-- AVAILABLE DATA start --

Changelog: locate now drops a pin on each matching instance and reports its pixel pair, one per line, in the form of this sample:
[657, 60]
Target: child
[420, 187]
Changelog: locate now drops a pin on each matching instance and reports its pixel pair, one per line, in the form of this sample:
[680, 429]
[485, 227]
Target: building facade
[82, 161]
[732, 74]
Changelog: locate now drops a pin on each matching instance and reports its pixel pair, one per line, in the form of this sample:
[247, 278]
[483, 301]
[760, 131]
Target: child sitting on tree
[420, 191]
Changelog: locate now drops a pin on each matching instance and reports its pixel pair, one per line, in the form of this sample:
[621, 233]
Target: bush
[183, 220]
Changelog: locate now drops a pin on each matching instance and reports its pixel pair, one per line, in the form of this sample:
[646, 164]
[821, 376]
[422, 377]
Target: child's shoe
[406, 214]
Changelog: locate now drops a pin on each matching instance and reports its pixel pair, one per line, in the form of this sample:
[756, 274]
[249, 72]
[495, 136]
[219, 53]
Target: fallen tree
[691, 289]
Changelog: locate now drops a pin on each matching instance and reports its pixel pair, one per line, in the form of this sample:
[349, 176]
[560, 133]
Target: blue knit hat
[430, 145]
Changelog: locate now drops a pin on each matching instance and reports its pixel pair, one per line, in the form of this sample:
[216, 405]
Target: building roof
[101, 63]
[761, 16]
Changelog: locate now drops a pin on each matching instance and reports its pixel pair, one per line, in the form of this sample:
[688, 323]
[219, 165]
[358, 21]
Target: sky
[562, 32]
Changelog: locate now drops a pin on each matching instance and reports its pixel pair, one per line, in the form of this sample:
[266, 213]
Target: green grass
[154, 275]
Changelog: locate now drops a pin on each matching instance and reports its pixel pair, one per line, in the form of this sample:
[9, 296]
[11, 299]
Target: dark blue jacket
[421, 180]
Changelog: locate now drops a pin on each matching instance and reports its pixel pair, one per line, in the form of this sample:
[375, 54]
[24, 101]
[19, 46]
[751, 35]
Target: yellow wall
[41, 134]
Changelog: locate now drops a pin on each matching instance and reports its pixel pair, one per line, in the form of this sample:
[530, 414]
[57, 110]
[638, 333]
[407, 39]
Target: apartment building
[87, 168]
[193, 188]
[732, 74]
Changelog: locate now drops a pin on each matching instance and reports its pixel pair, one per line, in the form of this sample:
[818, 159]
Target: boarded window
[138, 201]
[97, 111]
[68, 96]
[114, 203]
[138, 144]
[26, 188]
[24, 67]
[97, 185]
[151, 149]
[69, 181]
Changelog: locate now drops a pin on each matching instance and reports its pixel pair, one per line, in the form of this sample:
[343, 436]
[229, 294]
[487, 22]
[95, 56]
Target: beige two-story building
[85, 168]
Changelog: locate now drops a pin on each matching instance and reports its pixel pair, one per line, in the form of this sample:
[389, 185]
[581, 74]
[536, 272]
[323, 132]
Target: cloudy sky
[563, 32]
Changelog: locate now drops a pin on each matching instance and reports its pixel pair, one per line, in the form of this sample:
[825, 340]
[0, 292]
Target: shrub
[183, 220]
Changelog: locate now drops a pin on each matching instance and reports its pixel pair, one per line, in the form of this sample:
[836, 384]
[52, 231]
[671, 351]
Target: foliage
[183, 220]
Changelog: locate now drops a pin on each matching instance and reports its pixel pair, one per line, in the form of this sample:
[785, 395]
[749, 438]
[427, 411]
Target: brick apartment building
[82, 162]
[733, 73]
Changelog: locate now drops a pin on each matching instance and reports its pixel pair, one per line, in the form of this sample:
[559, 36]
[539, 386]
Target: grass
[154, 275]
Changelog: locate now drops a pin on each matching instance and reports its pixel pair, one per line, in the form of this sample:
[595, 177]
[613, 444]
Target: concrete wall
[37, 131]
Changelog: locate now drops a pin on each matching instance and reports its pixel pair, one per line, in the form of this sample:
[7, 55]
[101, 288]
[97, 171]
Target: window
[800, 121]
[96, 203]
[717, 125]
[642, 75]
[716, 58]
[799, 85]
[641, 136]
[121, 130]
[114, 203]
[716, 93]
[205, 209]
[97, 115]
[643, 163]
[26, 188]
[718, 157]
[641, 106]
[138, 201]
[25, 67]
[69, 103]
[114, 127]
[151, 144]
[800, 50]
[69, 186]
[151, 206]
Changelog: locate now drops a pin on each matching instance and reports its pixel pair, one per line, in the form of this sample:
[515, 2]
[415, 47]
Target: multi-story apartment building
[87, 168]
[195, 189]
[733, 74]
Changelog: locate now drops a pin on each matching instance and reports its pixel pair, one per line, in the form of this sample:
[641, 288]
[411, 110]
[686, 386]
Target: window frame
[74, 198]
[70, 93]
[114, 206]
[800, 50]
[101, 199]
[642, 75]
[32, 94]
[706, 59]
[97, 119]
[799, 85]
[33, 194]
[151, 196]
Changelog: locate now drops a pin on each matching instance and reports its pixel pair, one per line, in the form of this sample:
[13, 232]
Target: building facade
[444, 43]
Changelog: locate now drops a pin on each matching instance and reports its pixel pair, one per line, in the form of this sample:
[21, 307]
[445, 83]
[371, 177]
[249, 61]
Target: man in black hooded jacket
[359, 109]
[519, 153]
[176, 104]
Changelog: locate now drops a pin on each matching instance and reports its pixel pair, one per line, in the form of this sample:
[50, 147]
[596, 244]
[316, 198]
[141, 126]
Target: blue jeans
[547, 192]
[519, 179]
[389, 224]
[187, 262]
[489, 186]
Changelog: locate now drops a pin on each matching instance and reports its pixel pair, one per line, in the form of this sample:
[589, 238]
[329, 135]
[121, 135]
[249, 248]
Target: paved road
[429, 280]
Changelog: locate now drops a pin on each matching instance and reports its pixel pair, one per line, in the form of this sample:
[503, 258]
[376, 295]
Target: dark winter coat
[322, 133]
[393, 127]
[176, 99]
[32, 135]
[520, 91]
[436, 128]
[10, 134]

-- AVAILABLE DATA end --

Identify every line in the data above that contains the string "dark", and copy each one in full. Case counts.

__RIGHT ANSWER__:
Target: dark blue jacket
Target: dark winter coat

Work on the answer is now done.